> **WHAT YOU ARE ASKED TO DO**
Read the data that follows. Then repeat it exactly.

(Entries taken from a collection)

-- Opening Marker --

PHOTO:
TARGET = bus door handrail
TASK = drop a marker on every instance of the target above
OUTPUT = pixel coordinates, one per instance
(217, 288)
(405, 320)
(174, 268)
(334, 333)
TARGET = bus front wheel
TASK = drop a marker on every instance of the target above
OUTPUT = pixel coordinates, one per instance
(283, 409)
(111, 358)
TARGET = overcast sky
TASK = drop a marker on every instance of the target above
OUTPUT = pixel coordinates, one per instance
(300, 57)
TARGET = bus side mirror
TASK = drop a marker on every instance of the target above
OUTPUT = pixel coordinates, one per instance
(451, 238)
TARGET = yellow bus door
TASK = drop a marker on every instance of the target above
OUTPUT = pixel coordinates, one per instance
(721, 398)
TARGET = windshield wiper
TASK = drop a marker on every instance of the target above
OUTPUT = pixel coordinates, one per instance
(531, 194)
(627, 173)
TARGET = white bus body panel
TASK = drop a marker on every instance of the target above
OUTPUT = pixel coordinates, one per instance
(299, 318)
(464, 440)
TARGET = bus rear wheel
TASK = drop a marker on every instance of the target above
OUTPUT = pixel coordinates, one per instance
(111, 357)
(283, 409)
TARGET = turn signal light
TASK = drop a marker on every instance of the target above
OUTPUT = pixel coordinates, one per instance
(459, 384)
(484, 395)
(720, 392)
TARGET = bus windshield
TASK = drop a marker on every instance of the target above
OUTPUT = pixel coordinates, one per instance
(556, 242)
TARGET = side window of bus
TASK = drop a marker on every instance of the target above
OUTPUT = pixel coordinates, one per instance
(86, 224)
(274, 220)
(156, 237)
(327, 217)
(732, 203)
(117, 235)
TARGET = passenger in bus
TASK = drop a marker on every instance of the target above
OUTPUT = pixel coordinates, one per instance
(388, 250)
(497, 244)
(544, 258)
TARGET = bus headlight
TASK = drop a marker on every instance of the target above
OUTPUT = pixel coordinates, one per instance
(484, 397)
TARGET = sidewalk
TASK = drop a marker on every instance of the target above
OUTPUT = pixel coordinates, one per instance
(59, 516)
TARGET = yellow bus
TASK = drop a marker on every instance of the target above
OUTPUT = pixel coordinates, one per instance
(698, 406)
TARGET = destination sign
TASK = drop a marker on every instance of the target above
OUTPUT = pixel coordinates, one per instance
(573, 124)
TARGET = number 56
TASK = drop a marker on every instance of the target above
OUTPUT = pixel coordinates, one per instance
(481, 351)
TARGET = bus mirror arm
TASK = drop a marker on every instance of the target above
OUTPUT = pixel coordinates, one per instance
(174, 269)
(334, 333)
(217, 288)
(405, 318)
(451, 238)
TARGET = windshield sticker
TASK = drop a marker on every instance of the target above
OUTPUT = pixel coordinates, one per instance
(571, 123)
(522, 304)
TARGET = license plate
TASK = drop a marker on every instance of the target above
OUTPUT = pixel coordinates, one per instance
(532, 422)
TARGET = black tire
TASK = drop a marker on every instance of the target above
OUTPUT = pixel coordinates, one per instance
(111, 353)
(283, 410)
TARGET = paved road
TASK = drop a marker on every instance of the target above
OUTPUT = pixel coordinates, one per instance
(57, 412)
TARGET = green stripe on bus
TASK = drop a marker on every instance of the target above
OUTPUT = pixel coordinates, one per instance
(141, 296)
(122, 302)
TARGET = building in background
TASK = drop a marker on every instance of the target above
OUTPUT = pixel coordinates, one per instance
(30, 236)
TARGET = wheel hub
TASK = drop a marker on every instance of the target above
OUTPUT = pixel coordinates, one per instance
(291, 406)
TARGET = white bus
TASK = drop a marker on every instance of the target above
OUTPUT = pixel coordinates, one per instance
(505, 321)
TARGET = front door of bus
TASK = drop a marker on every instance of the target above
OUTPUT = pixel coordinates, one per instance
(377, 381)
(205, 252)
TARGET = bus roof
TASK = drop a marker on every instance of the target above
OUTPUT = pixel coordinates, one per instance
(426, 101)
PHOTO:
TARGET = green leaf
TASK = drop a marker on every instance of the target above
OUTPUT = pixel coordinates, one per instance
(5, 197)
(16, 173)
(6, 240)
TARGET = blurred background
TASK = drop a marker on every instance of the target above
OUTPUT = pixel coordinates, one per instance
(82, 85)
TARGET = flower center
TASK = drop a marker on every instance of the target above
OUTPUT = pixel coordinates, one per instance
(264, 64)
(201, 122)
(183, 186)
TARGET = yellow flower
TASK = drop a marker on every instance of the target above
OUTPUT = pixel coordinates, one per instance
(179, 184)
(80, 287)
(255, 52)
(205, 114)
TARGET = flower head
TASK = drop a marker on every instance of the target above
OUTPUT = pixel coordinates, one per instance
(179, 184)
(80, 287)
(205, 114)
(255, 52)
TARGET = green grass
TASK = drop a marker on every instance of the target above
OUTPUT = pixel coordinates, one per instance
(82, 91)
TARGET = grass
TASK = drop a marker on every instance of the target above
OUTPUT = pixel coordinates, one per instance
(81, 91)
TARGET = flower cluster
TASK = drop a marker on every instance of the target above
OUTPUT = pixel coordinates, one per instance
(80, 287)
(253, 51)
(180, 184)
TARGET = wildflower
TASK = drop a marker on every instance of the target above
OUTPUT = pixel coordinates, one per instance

-- Closing Marker --

> **RESPONSE**
PHOTO:
TARGET = bus door handrail
TASK = drop a marker on every instance of the target above
OUTPUT = pixel coordinates, one per instance
(217, 288)
(405, 320)
(174, 268)
(334, 333)
TARGET = bus front wheel
TASK = drop a marker on every instance of the target above
OUTPUT = pixel coordinates, one per instance
(283, 409)
(111, 358)
TARGET = overcast sky
TASK = drop a marker on every instance of the target above
OUTPUT = pixel coordinates, one per instance
(300, 57)
TARGET = bus side mirror
TASK = drop a marker on every instance of the target above
OUTPUT = pixel coordinates, one per instance
(451, 238)
TARGET = yellow bus door
TASK = drop a marker on every instance of the target above
OUTPUT = pixel coordinates, one per instance
(721, 398)
TARGET = windshield wiper
TASK = drop a marker on every instance of the target above
OUTPUT = pixel coordinates, one per instance
(531, 194)
(627, 173)
TARGET = white bus body panel
TASK = drop a marker on every instance of the target above
OUTPUT = pixel coordinates, one per instance
(299, 318)
(464, 440)
TARGET = bus rear wheel
TASK = drop a marker on every instance of the target above
OUTPUT = pixel coordinates, one per instance
(111, 357)
(283, 409)
TARGET = turn signal light
TASK = drop a marker on every instance of the target above
OUTPUT = pixel coordinates, one per instance
(459, 384)
(484, 395)
(720, 392)
TARGET = bus windshield
TASK = drop a marker on every instance of the target above
OUTPUT = pixel coordinates, one per instance
(556, 242)
TARGET = side window of bus
TASK = drop a marker on every instance of the target above
OUTPUT = pixel coordinates, one per instance
(86, 224)
(274, 220)
(156, 237)
(327, 217)
(732, 203)
(117, 235)
TARGET = passenger in bus
TASK = drop a marker on every instance of the target above
OUTPUT = pixel coordinates, one per instance
(388, 250)
(497, 244)
(544, 258)
TARGET = bus headlight
TASK = drop a marker on every instance of the target above
OUTPUT = pixel coordinates, one per instance
(484, 397)
TARGET = sidewalk
TASK = drop a marker on every instance of the target above
OUTPUT = pixel coordinates, one per instance
(59, 516)
TARGET = yellow bus
TASK = drop a marker on every instance of the target above
OUTPUT = pixel coordinates, one per instance
(698, 406)
TARGET = destination sign
TASK = drop a marker on every instance of the target above
OUTPUT = pixel coordinates, one per instance
(573, 124)
TARGET = number 56
TASK = drop a marker on every instance of the target above
OUTPUT = pixel coordinates, one per instance
(481, 351)
TARGET = bus mirror arm
TASK = drop a marker on every instance of the target above
OUTPUT = pixel coordinates, one per instance
(174, 269)
(334, 333)
(217, 288)
(405, 318)
(451, 238)
TARGET = windshield sticker
TASK = drop a marker on every instance of the target above
OUTPUT = pixel coordinates, one per instance
(571, 123)
(522, 304)
TARGET = license plate
TASK = drop a marker on every instance of the target above
OUTPUT = pixel coordinates, one per instance
(532, 422)
TARGET = black tire
TASK = drop a marker on every instance of the target above
OUTPUT = pixel coordinates, one per instance
(111, 353)
(283, 410)
TARGET = paved road
TASK = drop a marker on every instance of the target above
OUTPUT = pixel coordinates, one per instance
(57, 412)
TARGET = green stripe on bus
TASK = drop a marker on every instance of the target above
OUTPUT = pixel coordinates, one per instance
(141, 296)
(122, 302)
TARGET = building in background
TASK = drop a marker on every instance of the target above
OUTPUT = pixel coordinates, one per instance
(30, 236)
TARGET = wheel hub
TASK = drop a marker on every instance of the target above
OUTPUT = pixel coordinates, one per instance
(291, 406)
TARGET = white bus
TASK = drop a marker on every instance of the target above
OUTPUT = pixel coordinates, one per instance
(505, 321)
TARGET = front door of bus
TASK = drop a marker on every instance of the target above
OUTPUT = pixel coordinates, one per instance
(377, 381)
(205, 252)
TARGET = bus roof
TASK = drop a marker on every instance of the target above
OUTPUT = pixel coordinates, one per instance
(426, 101)
PHOTO:
TARGET = green leaf
TASK = drop a marker on every instance of the target above
OUTPUT = pixel coordinates, one per instance
(5, 197)
(16, 173)
(6, 240)
TARGET = blurred background
TASK = drop a marker on every instance of the target above
OUTPUT = pixel coordinates, one per instance
(82, 85)
TARGET = flower center
TASK = drop a marker on every instance of the target above
OUTPUT = pixel coordinates, one per instance
(264, 64)
(201, 122)
(183, 186)
TARGET = yellow flower
TASK = drop a marker on every instance of the target above
OUTPUT = pixel coordinates, one per instance
(179, 184)
(80, 287)
(255, 52)
(205, 114)
TARGET = flower head
TASK = drop a marker on every instance of the target above
OUTPUT = pixel coordinates, one per instance
(179, 184)
(80, 287)
(205, 114)
(255, 52)
TARGET = green grass
TASK = drop a marker on every instance of the target above
OUTPUT = pixel coordinates, one per instance
(82, 91)
TARGET = grass
TASK = drop a marker on every instance of the target above
OUTPUT = pixel coordinates, one per instance
(81, 91)
TARGET = flower cluster
TASK = drop a marker on every instance of the target above
OUTPUT = pixel coordinates, one per instance
(80, 287)
(253, 51)
(180, 184)
TARGET = wildflower
TASK = drop a marker on every instance of the target above
OUTPUT = pixel coordinates, one per instance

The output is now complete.